The records:

Content starts

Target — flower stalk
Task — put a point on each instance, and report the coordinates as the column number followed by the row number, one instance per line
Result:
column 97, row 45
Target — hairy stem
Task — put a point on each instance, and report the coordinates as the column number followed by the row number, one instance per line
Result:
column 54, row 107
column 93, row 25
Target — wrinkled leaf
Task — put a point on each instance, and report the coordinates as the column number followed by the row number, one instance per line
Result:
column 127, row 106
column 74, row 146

Content ends
Content starts

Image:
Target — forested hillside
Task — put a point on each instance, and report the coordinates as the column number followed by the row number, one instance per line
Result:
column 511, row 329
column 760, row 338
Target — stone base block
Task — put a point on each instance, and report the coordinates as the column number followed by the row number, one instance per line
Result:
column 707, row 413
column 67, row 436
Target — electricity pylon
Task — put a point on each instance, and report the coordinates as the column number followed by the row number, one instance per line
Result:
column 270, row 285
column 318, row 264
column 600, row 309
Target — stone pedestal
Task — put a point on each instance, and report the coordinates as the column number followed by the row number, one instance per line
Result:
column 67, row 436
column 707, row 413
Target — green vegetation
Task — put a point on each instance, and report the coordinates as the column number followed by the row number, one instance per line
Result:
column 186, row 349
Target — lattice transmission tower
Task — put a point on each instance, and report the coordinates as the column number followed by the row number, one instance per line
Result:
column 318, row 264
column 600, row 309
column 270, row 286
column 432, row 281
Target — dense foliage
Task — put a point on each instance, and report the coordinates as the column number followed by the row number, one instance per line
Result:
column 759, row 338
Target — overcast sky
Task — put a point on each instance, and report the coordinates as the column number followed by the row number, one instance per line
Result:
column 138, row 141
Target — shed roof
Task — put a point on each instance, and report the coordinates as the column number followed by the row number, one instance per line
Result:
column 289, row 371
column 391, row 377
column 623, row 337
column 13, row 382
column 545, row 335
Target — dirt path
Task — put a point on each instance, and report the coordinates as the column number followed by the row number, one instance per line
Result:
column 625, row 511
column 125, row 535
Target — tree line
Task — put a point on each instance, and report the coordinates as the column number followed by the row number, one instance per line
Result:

Content ends
Content starts

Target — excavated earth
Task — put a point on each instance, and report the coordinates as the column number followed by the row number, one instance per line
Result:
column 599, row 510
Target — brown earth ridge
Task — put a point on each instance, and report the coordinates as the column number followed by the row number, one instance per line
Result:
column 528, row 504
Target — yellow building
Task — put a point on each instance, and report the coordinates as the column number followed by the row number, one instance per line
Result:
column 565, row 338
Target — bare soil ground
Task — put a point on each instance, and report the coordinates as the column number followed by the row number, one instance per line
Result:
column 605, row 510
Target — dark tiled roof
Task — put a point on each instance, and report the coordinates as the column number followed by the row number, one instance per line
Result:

Content ends

Task to carry out:
Search the listing for the string "earth". Copy each line where it is found.

Solved problem:
Target — excavated earth
Target — brown earth ridge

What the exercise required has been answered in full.